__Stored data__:
======
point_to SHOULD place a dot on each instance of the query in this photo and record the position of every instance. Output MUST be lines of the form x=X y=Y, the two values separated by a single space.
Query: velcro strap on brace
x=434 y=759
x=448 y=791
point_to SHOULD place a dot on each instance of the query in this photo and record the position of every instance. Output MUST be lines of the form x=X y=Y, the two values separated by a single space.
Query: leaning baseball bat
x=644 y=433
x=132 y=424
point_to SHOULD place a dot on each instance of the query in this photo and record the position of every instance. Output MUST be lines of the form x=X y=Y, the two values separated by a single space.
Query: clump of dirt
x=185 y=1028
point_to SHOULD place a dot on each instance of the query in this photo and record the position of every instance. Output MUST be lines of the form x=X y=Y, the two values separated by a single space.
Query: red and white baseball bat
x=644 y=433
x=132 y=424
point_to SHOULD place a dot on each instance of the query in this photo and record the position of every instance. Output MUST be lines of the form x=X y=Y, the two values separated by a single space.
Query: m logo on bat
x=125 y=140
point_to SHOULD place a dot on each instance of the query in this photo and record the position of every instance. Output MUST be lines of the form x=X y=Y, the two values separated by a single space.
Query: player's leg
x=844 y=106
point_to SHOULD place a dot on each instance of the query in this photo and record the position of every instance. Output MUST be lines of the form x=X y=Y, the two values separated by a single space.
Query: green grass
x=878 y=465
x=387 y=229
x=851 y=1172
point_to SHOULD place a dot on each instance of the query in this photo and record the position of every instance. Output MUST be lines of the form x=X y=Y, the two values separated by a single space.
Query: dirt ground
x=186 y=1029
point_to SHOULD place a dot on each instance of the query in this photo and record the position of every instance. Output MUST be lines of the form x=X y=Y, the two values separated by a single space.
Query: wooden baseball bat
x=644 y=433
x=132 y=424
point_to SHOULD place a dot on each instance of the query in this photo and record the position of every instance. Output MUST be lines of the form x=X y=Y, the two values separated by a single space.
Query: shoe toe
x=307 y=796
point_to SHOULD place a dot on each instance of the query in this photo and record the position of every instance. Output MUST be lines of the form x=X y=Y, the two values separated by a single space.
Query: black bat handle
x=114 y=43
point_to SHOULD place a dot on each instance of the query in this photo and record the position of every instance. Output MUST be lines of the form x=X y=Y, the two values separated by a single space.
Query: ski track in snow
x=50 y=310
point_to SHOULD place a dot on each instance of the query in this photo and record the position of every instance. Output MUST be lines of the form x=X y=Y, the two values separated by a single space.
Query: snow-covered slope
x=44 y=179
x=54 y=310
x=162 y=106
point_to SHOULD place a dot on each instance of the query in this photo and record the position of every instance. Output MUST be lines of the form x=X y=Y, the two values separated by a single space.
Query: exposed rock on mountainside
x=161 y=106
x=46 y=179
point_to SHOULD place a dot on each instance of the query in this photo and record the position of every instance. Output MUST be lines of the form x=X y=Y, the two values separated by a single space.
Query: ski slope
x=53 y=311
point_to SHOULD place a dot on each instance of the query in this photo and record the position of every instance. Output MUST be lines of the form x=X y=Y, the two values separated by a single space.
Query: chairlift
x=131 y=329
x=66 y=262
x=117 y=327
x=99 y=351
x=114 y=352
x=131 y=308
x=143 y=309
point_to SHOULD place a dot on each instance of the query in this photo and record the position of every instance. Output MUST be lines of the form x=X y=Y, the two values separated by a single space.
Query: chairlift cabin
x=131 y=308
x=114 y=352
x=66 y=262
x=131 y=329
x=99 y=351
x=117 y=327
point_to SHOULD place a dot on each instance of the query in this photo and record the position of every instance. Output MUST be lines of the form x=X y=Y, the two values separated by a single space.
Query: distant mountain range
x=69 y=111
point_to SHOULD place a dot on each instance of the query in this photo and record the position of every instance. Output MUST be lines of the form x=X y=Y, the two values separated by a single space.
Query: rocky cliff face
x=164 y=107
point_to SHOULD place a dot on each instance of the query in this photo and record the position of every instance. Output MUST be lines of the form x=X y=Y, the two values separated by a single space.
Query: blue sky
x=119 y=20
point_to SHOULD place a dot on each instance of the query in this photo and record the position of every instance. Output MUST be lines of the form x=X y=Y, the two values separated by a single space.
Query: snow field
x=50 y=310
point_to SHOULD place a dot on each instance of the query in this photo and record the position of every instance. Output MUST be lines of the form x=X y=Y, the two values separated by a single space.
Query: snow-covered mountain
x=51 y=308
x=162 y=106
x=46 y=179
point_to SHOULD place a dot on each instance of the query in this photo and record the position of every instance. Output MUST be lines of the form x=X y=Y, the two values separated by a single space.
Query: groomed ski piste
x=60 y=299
======
__What to work on__: Only the lines from the one containing "Query: snow-covered mountain" through the final line of the records above should be printed, exactly as they stand.

__Reply to the exercise__:
Query: snow-covered mountain
x=51 y=308
x=162 y=106
x=46 y=179
point_to SHOULD place a dot on each instance of the query in this photo and record the position of every instance. Output MUST be lines of the form x=X y=Y, the two values separated by a single space.
Query: groomed ski piste
x=60 y=299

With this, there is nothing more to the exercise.